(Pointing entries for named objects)
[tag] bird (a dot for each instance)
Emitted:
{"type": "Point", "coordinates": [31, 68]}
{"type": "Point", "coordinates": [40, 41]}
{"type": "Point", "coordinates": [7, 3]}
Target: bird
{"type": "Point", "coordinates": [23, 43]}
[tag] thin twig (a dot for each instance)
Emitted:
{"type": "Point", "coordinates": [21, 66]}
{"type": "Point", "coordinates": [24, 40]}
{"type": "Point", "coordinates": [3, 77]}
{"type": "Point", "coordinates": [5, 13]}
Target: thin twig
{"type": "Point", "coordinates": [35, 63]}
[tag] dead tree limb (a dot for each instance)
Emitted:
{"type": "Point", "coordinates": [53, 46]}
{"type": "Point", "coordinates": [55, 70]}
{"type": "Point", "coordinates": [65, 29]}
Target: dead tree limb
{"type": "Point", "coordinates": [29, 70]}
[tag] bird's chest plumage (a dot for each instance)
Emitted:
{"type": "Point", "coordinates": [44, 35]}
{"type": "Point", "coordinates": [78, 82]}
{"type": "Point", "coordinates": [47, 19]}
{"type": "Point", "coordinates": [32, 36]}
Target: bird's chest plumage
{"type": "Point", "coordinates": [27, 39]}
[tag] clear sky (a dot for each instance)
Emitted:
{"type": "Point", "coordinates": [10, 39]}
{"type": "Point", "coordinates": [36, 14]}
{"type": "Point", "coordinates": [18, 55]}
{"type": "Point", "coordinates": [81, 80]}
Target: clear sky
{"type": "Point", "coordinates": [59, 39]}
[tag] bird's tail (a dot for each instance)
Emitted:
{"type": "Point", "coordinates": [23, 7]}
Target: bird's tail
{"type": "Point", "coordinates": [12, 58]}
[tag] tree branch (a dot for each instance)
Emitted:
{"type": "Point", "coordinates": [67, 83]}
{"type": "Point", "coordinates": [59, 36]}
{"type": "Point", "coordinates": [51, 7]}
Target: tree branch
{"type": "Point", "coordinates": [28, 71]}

Problem to work on
Please return, unchanged, the lines of the listing beginning with the line that contains "[tag] bird's chest" and continuing through the end of the listing.

Result of this exercise
[tag] bird's chest plumage (a dot for each instance)
Emitted:
{"type": "Point", "coordinates": [44, 35]}
{"type": "Point", "coordinates": [78, 82]}
{"type": "Point", "coordinates": [47, 19]}
{"type": "Point", "coordinates": [32, 36]}
Target: bird's chest plumage
{"type": "Point", "coordinates": [27, 39]}
[tag] clear sky (a dot for each instance)
Emitted:
{"type": "Point", "coordinates": [10, 39]}
{"type": "Point", "coordinates": [36, 14]}
{"type": "Point", "coordinates": [18, 55]}
{"type": "Point", "coordinates": [81, 80]}
Target: clear sky
{"type": "Point", "coordinates": [59, 39]}
[tag] bird's tail (a dot for each instance)
Emitted:
{"type": "Point", "coordinates": [23, 7]}
Target: bird's tail
{"type": "Point", "coordinates": [12, 58]}
[tag] tree branch (a dot for each instance)
Emitted:
{"type": "Point", "coordinates": [67, 83]}
{"type": "Point", "coordinates": [59, 36]}
{"type": "Point", "coordinates": [51, 7]}
Target: tree branch
{"type": "Point", "coordinates": [28, 71]}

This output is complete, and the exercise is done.